___ Record extracts ___

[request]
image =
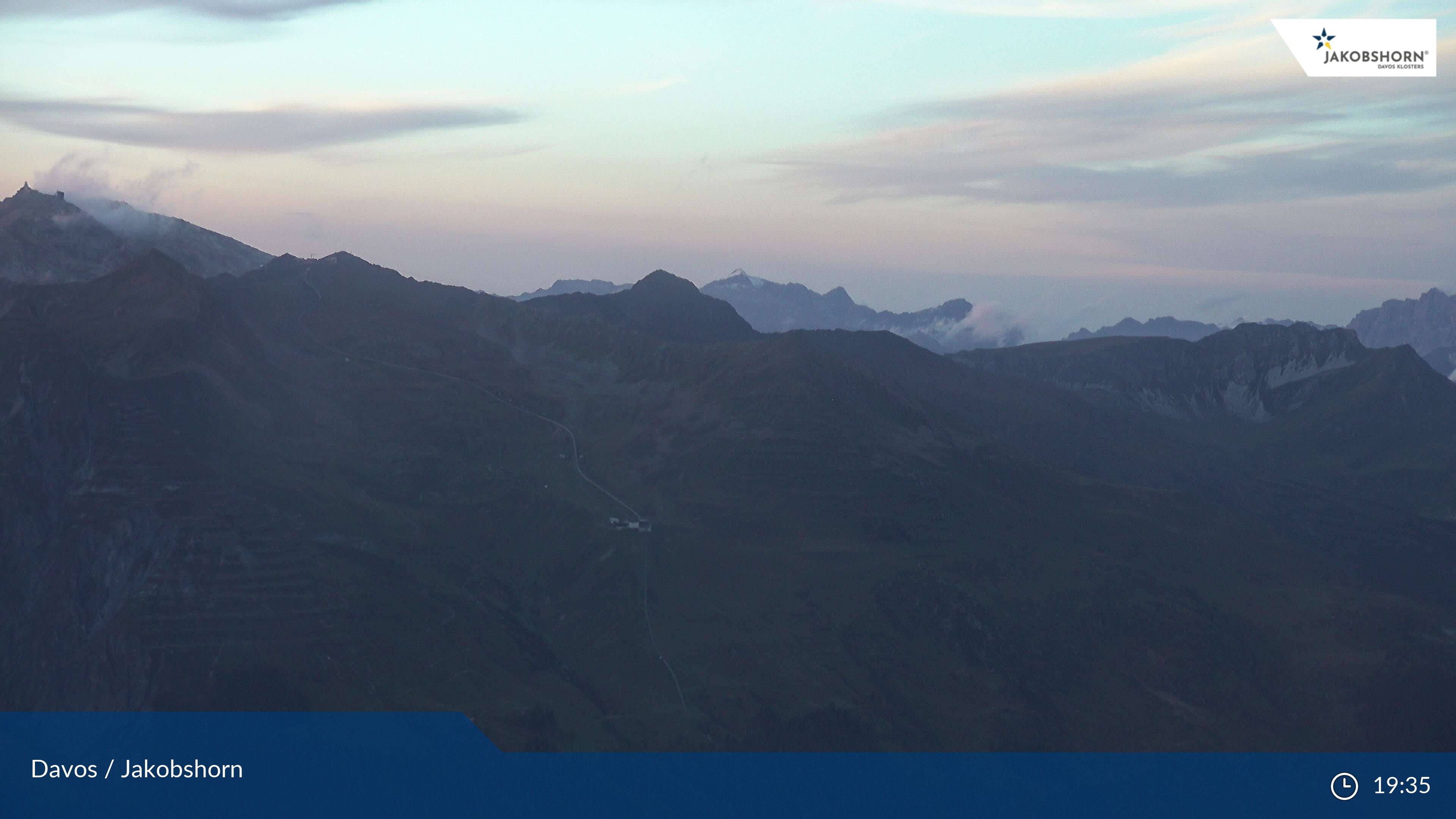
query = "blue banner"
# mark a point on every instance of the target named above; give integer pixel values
(437, 764)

___

Update the records above by replacing "target" with "object" and leaving everything else as it is. Omit the pictures from your answer.

[request]
image =
query = "blue banner"
# mark a point on every instance of the object named above; give integer pixel values
(437, 764)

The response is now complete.